» **Your goal**
Show every line in the rows below that contains the string "given", matching case exactly.

» **Material for this exercise**
▬▬▬▬▬▬▬▬▬▬

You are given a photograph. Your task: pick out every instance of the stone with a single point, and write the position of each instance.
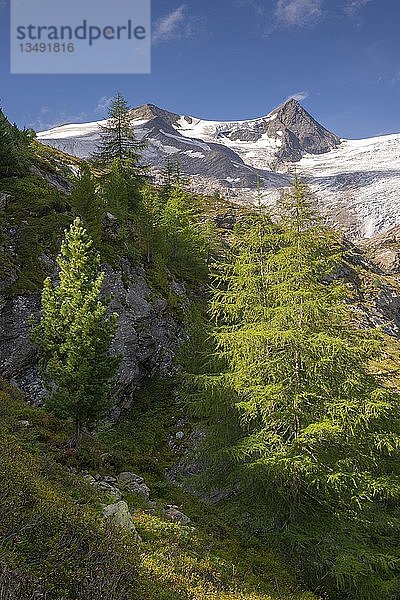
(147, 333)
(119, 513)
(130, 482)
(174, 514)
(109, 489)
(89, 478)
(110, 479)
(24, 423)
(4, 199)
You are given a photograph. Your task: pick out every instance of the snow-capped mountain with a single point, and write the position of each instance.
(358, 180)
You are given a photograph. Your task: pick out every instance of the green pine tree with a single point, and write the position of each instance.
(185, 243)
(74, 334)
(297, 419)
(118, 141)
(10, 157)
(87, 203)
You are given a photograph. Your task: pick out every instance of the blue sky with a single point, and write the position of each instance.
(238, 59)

▬▬▬▬▬▬▬▬▬▬

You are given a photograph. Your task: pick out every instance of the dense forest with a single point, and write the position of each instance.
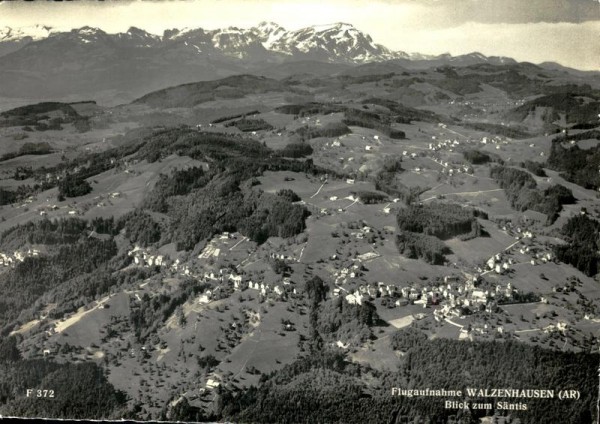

▬▬▬▬▬▬▬▬▬▬

» **Finished task**
You are given a photograph. Your task: pick out every instance of the stone with a single point, and write the position of each instance.
You are given a photograph. Your task: pick out every instance of the snow-capped mountain with a single point, and write the position of each instance.
You are given a photograph. Your task: pick out every instance of the green pine tree with a single point, and write the position of each instance.
You are given a photograph. Your task: pick out every instance of the blue sky with a single point, and write the position of each instance.
You are given a photograph. Your task: pick out every instance of the dense forest with a single point, and write the position of each instance.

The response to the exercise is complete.